--- START Record extracts ---

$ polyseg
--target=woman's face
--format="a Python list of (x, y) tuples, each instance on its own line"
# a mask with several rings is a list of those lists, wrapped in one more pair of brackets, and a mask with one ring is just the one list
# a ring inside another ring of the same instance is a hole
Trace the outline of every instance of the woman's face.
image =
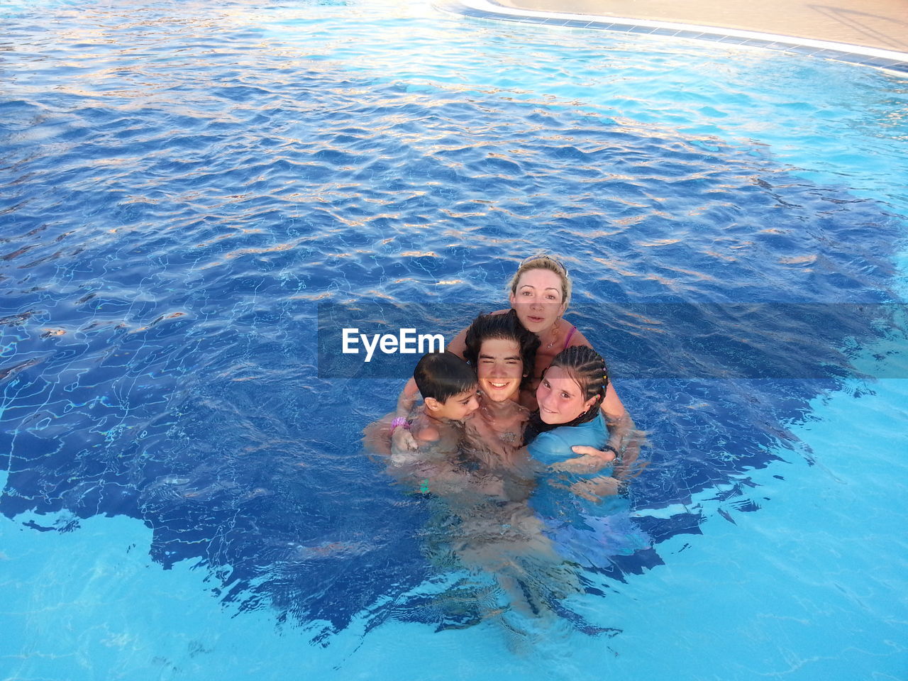
[(584, 390), (561, 367), (549, 367), (539, 387), (536, 400), (539, 404), (539, 418), (546, 423), (568, 423), (596, 403), (596, 396), (584, 400)]
[(520, 345), (512, 339), (486, 339), (479, 345), (476, 374), (479, 390), (493, 402), (517, 400), (523, 379)]
[(561, 291), (561, 278), (550, 270), (525, 271), (509, 300), (520, 323), (533, 333), (550, 328), (568, 307)]

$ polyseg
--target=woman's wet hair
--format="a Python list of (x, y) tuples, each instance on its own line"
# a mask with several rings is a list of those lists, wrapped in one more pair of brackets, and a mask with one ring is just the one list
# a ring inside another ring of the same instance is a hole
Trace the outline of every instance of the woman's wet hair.
[(539, 349), (539, 338), (532, 331), (528, 331), (520, 323), (517, 312), (508, 310), (506, 314), (480, 314), (467, 330), (467, 348), (464, 350), (464, 359), (474, 370), (479, 366), (479, 349), (483, 340), (500, 339), (514, 340), (520, 349), (520, 359), (523, 360), (523, 380), (520, 388), (528, 388), (533, 380), (533, 370), (536, 366), (536, 350)]
[(527, 429), (524, 433), (524, 439), (528, 444), (536, 439), (536, 436), (546, 430), (551, 430), (561, 426), (579, 426), (593, 420), (602, 408), (602, 400), (606, 399), (606, 389), (608, 388), (608, 368), (606, 360), (602, 359), (592, 348), (586, 345), (574, 345), (565, 348), (555, 355), (548, 369), (542, 372), (542, 379), (545, 380), (546, 372), (552, 367), (560, 367), (567, 374), (572, 378), (583, 391), (583, 400), (587, 401), (591, 397), (598, 398), (593, 404), (580, 414), (577, 419), (568, 423), (546, 423), (539, 417), (539, 410), (537, 410), (529, 417)]
[(455, 395), (476, 390), (476, 371), (450, 352), (429, 352), (422, 356), (413, 370), (413, 380), (423, 400), (433, 398), (447, 402)]
[(520, 283), (520, 277), (531, 270), (548, 270), (555, 272), (561, 280), (561, 302), (565, 305), (570, 302), (570, 277), (568, 276), (568, 268), (555, 258), (548, 255), (531, 255), (527, 258), (518, 268), (517, 272), (511, 277), (508, 284), (508, 293), (517, 295), (517, 287)]

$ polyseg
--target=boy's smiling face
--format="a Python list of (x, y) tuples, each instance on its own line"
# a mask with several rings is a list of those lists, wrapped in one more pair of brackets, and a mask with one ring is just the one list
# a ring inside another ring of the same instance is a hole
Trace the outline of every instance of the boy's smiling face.
[(483, 340), (476, 372), (479, 390), (493, 402), (516, 400), (523, 380), (523, 360), (518, 341), (503, 338)]
[(429, 413), (436, 419), (462, 421), (479, 408), (479, 402), (477, 400), (476, 389), (474, 388), (453, 395), (444, 402), (428, 398), (426, 406), (429, 407)]

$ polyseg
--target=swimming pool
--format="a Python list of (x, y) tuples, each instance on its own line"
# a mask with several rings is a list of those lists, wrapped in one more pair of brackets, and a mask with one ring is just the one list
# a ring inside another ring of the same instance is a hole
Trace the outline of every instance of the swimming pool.
[[(415, 3), (0, 8), (4, 677), (904, 676), (903, 76)], [(650, 432), (650, 544), (509, 634), (362, 455), (400, 381), (320, 378), (315, 326), (456, 330), (538, 250)], [(691, 303), (755, 307), (704, 343)], [(878, 379), (705, 371), (779, 303)]]

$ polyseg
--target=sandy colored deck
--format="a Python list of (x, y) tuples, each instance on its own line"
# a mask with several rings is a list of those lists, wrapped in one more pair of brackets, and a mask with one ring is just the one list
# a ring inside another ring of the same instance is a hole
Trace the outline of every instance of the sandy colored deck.
[(908, 0), (496, 0), (507, 7), (696, 24), (908, 53)]

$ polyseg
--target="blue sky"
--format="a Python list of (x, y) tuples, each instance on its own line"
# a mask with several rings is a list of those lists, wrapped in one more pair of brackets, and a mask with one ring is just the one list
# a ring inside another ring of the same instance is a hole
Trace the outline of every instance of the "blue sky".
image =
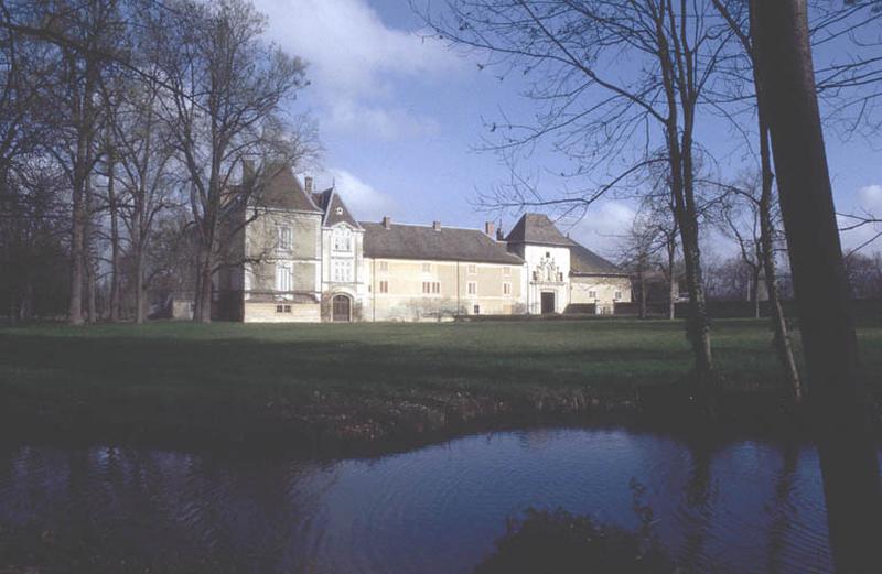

--- END Record extracts ---

**Set exercise**:
Rewrite all of the entries above with "sandy colored deck" changed to "wooden deck" and everything else left as it is. Leave the pictures out.

**The response**:
$ polyseg
--target=woman's face
--format="a Python list of (x, y) tuples, each instance on its own line"
# a mask with several rings is a list of those lists, wrapped in one more pair of brackets, and a mask with one ring is just the one list
# a ring inside another ring of the same instance is a hole
Trace the outline of every instance of the woman's face.
image =
[(584, 390), (561, 367), (549, 367), (539, 387), (536, 400), (539, 404), (539, 418), (546, 423), (568, 423), (596, 403), (596, 396), (584, 400)]
[(520, 345), (512, 339), (486, 339), (479, 345), (476, 374), (479, 390), (493, 402), (517, 400), (523, 379)]
[(561, 291), (561, 278), (550, 270), (525, 271), (509, 300), (520, 323), (533, 333), (550, 328), (568, 307)]

$ polyseg
--target=woman's wet hair
--format="a Python list of (x, y) tuples, each instance on its own line"
# a mask with several rings is a list of those lists, wrapped in one more pair of brackets, and a mask with one ring is just the one list
# a ring inside another ring of the same instance is a hole
Trace the outline of every instance of the woman's wet hair.
[(539, 349), (539, 338), (532, 331), (528, 331), (520, 323), (517, 312), (508, 310), (506, 314), (480, 314), (467, 330), (467, 348), (464, 350), (464, 359), (474, 370), (479, 366), (479, 349), (483, 340), (500, 339), (514, 340), (520, 349), (520, 359), (523, 360), (523, 380), (520, 388), (528, 388), (533, 380), (533, 370), (536, 366), (536, 350)]
[(527, 429), (524, 433), (524, 439), (528, 444), (536, 439), (536, 436), (546, 430), (551, 430), (561, 426), (579, 426), (593, 420), (602, 408), (602, 400), (606, 399), (606, 389), (608, 388), (608, 368), (606, 360), (602, 359), (592, 348), (586, 345), (574, 345), (565, 348), (555, 355), (548, 369), (542, 372), (542, 379), (545, 380), (546, 372), (552, 367), (560, 367), (567, 374), (572, 378), (583, 391), (583, 400), (587, 401), (591, 397), (598, 398), (593, 404), (580, 414), (577, 419), (568, 423), (546, 423), (539, 417), (539, 410), (537, 410), (529, 417)]
[(455, 395), (476, 390), (476, 371), (450, 352), (429, 352), (422, 356), (413, 370), (413, 380), (423, 400), (433, 398), (447, 402)]
[(520, 283), (520, 277), (531, 270), (548, 270), (555, 272), (561, 280), (561, 302), (565, 305), (570, 302), (570, 277), (568, 276), (568, 268), (555, 258), (548, 255), (531, 255), (527, 258), (518, 268), (517, 272), (511, 277), (508, 284), (508, 293), (517, 295), (517, 287)]

$ polyseg
--target=boy's smiling face
--format="a Python list of (x, y) tuples, each instance on its own line"
# a mask with several rings is a list of those lists, wrapped in one more pair of brackets, and a mask with one ring is just the one list
# a ring inside another ring of the same instance is a hole
Trace the outline of every instance of the boy's smiling face.
[(483, 340), (476, 372), (479, 390), (493, 402), (516, 400), (523, 380), (523, 360), (518, 341), (503, 338)]
[(429, 413), (436, 419), (462, 421), (479, 408), (479, 402), (477, 400), (476, 389), (474, 388), (453, 395), (444, 402), (428, 398), (426, 406), (429, 407)]

$ polyseg
--target=swimming pool
--format="a Python list of (x, y) tuples, each instance on its own line"
# a mask with several rings is a list of those lists, wrapped in one more pair of brackets, and a mask with one ring is just the one list
# a ring inside another ring of the same instance is a hole
Trace the outline of every instance of the swimming pool.
[[(415, 3), (0, 8), (4, 677), (904, 676), (903, 76)], [(650, 432), (650, 544), (509, 634), (362, 455), (400, 381), (320, 378), (315, 326), (456, 330), (538, 250)], [(691, 303), (755, 307), (704, 343)], [(878, 379), (705, 371), (779, 303)]]

$ polyseg
--target=wooden deck
--format="a Python list of (x, y) tuples, each instance on its own line"
# a mask with several rings is a list of those lists, wrapped in one more pair of brackets, and a mask with one ring is just the one list
# a ring inside another ring of the same instance is a hole
Trace the outline of every instance of the wooden deck.
[(908, 0), (496, 0), (507, 7), (696, 24), (908, 53)]

$ polyseg
--target="blue sky"
--format="a Python list of (x, y) tuples, each instance on its own line"
# a mask with several rings is a list of those lists, wrapped in one more pair of brackets, and a mask with one ring is just the one list
# a ring inside another ring of the same instance is a hole
Trace the outline of every instance of the "blue sky".
image =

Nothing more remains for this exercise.